= What you are asked to do =
Where the records below reach the line containing "Target: grey blazer", start transcribing, and end with the line containing "Target: black top", exactly and with nothing else added.

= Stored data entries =
--------------------------------------------------
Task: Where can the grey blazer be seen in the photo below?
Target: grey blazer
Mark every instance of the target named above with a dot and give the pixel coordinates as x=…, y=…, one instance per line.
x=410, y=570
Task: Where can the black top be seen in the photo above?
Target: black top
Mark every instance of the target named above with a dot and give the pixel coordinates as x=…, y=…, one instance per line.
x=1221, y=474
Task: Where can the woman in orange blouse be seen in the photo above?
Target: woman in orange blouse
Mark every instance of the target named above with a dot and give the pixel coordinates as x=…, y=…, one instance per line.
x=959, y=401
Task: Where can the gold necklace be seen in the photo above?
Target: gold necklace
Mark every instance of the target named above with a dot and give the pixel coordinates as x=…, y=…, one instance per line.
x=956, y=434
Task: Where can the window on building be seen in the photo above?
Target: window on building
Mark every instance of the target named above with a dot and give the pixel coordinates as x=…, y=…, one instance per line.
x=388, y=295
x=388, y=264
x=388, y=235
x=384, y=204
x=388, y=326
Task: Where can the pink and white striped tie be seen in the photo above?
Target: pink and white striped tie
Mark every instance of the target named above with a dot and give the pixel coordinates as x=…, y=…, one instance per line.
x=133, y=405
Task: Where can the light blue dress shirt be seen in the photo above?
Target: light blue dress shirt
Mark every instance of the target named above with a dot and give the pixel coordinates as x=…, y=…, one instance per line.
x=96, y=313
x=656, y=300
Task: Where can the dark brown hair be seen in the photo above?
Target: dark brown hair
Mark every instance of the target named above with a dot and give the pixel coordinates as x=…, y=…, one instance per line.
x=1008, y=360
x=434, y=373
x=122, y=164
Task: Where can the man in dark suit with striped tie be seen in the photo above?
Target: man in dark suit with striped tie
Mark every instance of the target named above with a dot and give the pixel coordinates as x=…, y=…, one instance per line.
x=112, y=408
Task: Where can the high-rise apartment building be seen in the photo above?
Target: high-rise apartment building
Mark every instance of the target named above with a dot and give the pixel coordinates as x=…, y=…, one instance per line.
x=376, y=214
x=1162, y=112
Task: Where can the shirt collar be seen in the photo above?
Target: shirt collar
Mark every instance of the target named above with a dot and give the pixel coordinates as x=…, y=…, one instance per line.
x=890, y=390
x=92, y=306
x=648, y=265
--------------------------------------------------
= Answer to this problem =
Target: grey blazer
Mark every instance of the target named above with a dot and give the pixel coordinates as x=…, y=…, one instance per line.
x=410, y=570
Task: Where can the black top be seen in the photo above?
Target: black top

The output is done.